◆ **INSTRUCTION**
Which lines in the rows below contain the word "vegetable" with the same uppercase and lowercase letters? Gather every one of them and copy each line in full.

◆ **RECORDS TO USE**
--------------------------------

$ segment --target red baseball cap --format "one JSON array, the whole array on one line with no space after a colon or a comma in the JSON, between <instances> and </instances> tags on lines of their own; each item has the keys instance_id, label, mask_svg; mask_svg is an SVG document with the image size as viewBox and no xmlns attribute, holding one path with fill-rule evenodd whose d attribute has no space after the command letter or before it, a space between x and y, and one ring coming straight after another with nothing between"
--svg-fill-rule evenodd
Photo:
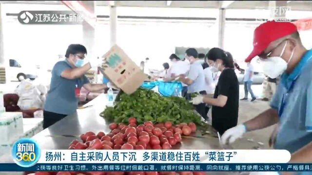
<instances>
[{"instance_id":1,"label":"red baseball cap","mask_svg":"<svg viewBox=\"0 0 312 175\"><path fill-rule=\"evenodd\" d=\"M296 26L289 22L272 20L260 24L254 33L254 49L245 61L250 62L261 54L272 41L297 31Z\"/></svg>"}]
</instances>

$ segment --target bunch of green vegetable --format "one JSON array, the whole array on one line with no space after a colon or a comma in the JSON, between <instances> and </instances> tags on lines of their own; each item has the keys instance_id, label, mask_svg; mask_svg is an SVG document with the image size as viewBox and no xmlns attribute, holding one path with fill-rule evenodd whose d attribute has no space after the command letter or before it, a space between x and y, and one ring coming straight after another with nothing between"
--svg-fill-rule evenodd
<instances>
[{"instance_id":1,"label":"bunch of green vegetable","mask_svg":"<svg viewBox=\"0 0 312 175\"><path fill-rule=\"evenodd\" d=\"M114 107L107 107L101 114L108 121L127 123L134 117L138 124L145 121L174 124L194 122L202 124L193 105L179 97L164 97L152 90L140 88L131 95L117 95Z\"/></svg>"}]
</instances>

--------------------------------

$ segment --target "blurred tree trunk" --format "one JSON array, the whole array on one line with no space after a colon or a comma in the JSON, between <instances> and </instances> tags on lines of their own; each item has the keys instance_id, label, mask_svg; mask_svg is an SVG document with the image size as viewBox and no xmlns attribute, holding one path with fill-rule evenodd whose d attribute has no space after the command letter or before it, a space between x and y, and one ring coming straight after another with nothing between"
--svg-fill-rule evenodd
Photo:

--------------------------------

◆ **RESPONSE TO THE EXERCISE**
$ segment --target bunch of green vegetable --format "one JSON array, the whole array on one line with no space after a colon or a comma in the JSON, between <instances> and </instances> tags on lines of their own; each item has the keys instance_id, label, mask_svg; mask_svg is an SVG document with the image size as viewBox and no xmlns attribute, holding one path with fill-rule evenodd whose d attribute has no space after the command letter or before it, a space between x and y, and one ring coming straight after another with nothing between"
[{"instance_id":1,"label":"bunch of green vegetable","mask_svg":"<svg viewBox=\"0 0 312 175\"><path fill-rule=\"evenodd\" d=\"M114 107L107 107L101 114L108 121L127 123L134 117L138 124L145 121L174 124L194 122L202 124L193 105L179 97L164 97L152 90L140 88L131 95L117 95Z\"/></svg>"}]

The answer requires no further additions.